Your answer is a copy of every line in the records where "bare" appears.

▶ _DATA RECORDS_:
————————

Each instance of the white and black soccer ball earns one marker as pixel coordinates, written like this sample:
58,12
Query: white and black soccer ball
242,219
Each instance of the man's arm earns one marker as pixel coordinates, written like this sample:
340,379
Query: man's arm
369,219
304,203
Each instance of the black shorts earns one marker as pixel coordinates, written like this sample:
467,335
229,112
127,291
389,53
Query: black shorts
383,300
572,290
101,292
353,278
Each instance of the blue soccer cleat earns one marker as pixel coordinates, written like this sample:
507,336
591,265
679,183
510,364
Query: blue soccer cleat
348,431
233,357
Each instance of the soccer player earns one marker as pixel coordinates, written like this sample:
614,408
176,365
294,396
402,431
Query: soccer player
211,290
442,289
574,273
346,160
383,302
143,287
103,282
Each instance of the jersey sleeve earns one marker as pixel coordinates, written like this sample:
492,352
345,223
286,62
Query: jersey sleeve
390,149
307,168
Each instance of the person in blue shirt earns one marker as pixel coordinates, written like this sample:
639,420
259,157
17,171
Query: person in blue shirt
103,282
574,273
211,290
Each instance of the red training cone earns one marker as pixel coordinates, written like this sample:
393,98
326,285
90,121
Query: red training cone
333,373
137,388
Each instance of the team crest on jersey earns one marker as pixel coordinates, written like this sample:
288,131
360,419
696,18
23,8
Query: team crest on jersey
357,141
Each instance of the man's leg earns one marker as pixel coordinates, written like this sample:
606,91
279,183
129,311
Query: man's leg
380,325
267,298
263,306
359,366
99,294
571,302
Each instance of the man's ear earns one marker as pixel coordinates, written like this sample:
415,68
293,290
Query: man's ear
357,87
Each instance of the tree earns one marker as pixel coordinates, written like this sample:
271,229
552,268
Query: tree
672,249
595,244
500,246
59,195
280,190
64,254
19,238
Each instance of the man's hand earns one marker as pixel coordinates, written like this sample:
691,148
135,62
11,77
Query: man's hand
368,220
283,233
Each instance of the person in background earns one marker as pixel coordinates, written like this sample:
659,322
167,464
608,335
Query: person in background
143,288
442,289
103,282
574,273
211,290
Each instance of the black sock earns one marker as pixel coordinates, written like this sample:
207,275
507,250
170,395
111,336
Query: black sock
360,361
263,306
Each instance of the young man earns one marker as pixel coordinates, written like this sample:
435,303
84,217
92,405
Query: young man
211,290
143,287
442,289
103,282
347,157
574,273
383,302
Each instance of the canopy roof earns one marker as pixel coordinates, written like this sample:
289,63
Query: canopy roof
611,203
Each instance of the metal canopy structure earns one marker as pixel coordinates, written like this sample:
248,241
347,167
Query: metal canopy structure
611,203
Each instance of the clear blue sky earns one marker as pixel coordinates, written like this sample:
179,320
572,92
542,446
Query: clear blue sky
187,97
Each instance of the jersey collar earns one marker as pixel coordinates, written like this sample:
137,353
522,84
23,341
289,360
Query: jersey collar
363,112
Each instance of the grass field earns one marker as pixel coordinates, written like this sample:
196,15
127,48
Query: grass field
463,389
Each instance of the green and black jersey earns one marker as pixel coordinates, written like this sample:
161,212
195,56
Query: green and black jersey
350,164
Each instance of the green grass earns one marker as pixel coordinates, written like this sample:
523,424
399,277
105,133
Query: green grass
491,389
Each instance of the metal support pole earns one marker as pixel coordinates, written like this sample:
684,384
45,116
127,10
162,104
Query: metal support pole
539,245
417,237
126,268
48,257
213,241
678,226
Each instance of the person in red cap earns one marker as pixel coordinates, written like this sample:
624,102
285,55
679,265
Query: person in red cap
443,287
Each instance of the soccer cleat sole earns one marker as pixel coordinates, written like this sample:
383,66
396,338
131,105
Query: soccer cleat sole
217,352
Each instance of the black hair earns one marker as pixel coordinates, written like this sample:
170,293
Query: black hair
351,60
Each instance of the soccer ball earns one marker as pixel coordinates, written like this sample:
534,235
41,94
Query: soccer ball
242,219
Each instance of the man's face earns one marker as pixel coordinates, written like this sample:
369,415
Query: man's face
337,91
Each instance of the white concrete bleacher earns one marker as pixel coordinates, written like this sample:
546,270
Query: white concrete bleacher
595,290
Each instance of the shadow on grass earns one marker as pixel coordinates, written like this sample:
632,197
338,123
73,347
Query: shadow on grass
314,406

————————

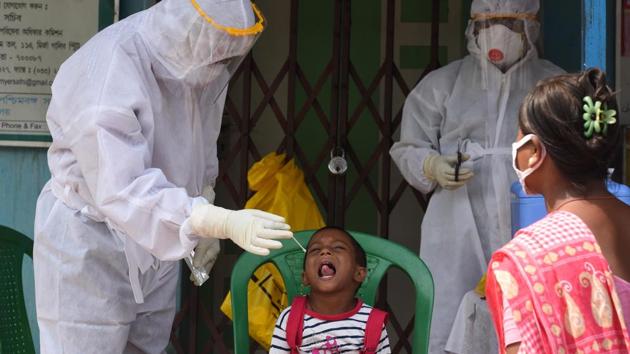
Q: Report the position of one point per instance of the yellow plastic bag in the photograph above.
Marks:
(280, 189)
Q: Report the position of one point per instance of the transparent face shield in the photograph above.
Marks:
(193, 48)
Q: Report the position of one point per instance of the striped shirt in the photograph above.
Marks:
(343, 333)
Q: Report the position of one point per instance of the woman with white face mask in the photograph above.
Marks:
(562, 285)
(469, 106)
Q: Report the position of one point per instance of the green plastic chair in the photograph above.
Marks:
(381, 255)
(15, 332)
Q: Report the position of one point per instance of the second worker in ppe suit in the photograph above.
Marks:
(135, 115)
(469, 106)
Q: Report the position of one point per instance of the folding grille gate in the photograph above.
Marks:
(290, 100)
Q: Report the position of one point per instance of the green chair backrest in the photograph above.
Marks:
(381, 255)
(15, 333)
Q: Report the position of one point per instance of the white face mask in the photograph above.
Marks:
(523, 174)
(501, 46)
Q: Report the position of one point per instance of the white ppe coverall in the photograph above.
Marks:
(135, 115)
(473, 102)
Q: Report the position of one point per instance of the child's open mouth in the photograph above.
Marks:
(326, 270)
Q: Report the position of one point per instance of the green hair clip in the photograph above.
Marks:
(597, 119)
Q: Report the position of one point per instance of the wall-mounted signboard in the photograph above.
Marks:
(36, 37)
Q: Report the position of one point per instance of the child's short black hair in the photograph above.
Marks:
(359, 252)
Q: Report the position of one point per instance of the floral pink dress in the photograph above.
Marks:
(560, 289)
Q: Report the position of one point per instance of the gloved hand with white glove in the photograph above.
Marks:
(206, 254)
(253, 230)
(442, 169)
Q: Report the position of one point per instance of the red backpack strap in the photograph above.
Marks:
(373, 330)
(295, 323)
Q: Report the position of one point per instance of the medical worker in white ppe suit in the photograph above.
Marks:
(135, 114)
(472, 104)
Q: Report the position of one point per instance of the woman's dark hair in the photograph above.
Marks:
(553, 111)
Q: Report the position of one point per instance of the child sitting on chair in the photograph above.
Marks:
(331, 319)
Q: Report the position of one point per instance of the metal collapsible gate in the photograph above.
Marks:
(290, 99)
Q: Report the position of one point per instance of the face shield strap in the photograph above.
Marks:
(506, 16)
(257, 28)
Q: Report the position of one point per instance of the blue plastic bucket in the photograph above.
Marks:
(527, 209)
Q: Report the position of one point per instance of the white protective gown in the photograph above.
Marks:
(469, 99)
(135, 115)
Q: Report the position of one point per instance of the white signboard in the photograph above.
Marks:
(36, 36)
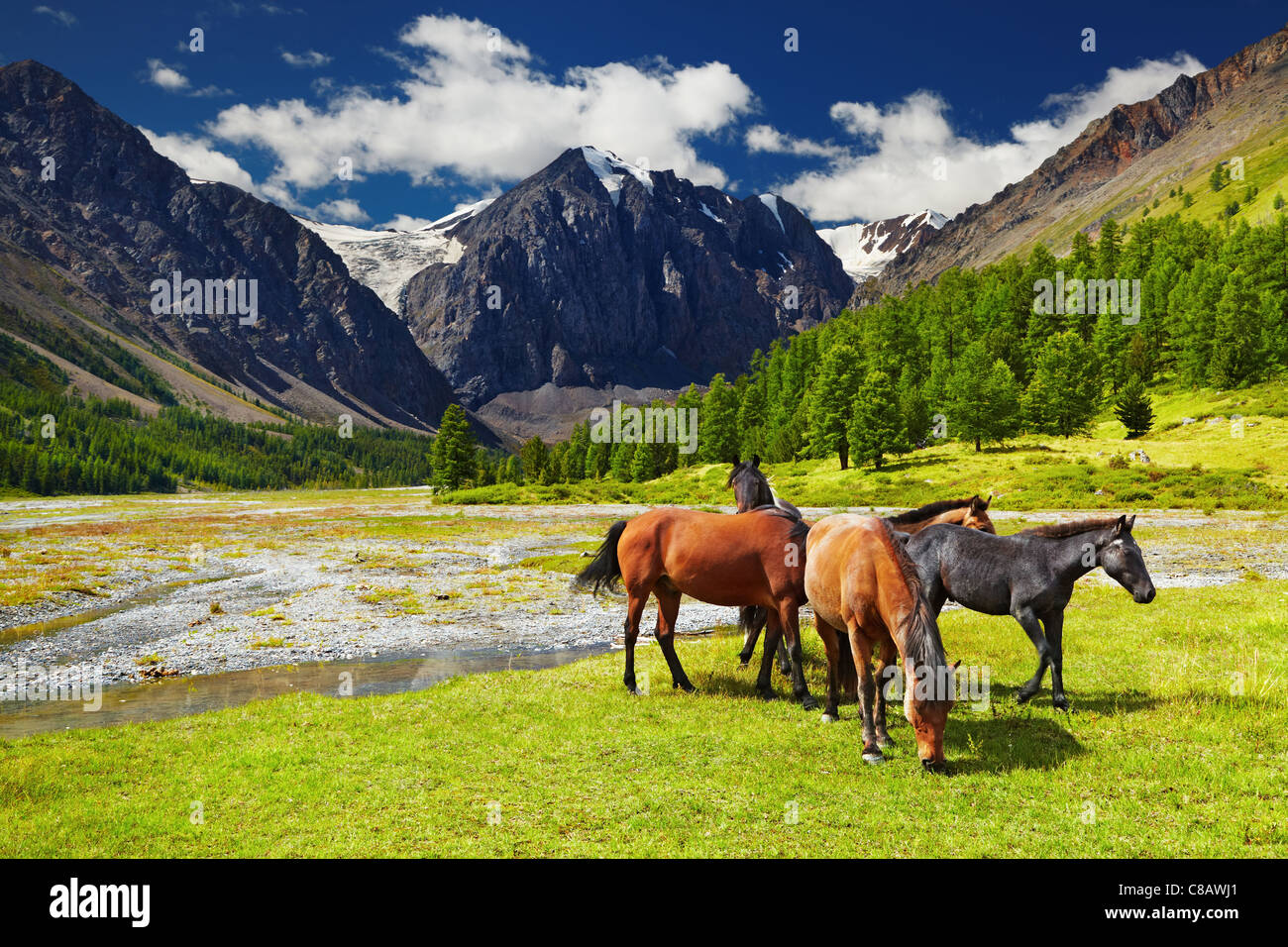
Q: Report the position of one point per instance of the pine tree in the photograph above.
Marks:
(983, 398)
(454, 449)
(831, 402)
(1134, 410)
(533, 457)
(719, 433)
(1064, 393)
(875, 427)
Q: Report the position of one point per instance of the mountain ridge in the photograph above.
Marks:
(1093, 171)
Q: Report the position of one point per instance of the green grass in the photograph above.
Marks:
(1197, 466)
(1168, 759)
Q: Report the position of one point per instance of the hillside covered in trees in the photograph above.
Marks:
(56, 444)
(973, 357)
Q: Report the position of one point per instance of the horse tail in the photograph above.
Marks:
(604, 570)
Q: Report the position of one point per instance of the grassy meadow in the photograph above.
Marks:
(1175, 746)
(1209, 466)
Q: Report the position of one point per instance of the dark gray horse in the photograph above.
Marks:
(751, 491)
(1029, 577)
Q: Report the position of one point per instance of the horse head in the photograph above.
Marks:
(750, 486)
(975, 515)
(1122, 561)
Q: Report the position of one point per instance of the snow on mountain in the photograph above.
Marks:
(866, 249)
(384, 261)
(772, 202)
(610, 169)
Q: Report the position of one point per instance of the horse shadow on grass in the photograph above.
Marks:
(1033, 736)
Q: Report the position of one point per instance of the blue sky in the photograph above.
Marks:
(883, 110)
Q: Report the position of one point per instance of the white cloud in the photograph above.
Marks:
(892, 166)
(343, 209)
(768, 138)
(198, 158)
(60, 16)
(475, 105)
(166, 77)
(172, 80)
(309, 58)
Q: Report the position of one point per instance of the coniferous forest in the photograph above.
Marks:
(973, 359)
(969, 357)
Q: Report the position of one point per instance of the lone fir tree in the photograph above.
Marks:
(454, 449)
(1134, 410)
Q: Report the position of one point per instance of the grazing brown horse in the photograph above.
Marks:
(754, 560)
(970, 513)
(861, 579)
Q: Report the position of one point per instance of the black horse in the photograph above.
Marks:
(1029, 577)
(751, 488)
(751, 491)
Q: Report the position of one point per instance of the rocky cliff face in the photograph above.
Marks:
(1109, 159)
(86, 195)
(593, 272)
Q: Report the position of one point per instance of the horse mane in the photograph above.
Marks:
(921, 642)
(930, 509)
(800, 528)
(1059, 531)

————————

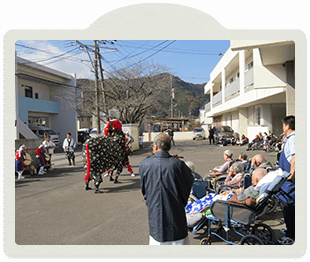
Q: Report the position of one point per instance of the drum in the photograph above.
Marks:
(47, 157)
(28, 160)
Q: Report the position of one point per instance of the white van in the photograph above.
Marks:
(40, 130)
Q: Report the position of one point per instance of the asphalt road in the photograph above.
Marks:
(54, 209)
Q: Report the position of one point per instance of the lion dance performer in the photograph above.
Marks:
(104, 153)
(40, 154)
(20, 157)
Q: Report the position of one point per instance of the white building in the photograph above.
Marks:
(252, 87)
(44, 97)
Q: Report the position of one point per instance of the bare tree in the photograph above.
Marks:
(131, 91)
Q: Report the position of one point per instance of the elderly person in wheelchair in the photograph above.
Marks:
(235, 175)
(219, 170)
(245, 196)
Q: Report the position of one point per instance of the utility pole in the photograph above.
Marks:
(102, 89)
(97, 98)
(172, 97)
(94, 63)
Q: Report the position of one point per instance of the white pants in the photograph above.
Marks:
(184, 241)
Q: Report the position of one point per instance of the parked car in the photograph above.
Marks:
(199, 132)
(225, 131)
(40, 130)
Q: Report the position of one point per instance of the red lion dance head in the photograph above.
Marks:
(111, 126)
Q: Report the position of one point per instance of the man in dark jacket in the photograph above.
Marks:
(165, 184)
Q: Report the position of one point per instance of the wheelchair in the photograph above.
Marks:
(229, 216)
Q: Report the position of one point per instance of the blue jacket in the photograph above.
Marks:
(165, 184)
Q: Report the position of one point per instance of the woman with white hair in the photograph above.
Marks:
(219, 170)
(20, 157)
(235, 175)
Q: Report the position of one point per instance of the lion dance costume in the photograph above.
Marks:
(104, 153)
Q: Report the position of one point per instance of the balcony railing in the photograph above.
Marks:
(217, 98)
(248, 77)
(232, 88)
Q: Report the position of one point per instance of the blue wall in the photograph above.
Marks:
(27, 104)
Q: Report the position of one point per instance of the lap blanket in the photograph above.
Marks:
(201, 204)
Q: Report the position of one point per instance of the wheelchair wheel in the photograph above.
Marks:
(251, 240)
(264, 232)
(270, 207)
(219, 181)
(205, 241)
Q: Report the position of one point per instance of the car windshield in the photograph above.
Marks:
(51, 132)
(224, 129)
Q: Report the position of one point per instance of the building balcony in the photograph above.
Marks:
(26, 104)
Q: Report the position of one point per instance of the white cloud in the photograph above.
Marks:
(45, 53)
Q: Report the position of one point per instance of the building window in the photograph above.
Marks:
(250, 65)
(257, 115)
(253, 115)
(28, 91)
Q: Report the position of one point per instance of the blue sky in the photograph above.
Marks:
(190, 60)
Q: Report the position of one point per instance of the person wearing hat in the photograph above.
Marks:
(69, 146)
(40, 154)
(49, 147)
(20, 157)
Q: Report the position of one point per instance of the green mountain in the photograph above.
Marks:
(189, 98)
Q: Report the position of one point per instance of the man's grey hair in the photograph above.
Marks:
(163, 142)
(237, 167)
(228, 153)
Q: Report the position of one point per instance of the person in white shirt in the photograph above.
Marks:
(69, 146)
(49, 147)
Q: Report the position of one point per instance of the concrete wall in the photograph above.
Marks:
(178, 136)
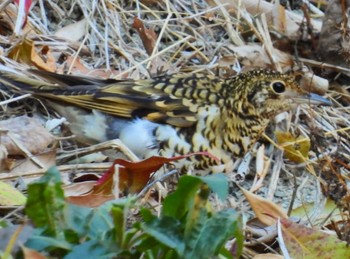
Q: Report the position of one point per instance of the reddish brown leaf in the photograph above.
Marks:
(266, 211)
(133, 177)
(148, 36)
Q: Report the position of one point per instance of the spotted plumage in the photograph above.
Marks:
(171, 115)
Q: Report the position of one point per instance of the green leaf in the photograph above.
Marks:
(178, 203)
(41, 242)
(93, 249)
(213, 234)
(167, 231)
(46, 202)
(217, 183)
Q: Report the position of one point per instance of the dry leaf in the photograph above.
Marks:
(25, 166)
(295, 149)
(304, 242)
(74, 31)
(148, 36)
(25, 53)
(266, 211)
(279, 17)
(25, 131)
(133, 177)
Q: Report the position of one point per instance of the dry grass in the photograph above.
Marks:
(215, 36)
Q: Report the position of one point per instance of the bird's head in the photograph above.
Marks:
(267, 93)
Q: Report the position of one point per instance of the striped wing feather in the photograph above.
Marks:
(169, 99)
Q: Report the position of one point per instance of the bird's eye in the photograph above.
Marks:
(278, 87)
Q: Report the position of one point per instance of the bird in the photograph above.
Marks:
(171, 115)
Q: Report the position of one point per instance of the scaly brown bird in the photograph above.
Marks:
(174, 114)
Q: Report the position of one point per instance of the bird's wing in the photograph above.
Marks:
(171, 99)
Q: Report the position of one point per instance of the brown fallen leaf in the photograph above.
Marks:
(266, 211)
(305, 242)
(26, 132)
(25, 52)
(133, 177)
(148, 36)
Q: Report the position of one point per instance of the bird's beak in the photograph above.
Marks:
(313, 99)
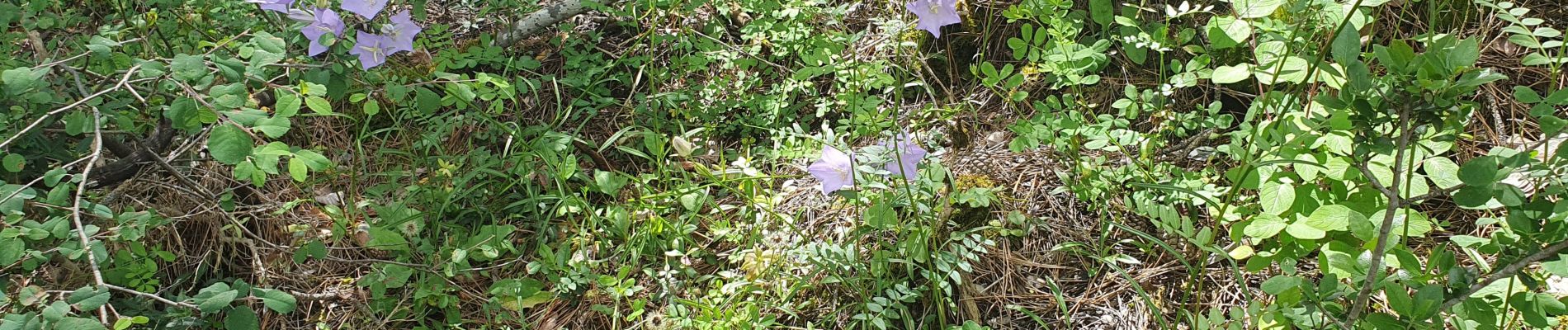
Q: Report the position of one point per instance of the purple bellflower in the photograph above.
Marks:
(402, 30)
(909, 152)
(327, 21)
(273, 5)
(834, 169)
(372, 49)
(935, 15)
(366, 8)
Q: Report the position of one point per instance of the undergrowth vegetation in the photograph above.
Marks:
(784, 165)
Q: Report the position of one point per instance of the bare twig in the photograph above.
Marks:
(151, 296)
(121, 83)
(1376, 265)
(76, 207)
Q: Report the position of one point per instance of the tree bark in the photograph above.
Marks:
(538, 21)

————————

▶ _ANSWER TO THE PROBLEM_:
Q: Report the position of one point per instance of the bare tree in the photograph above.
Q: Report the position of one point per instance of the bare twig in the photograph above.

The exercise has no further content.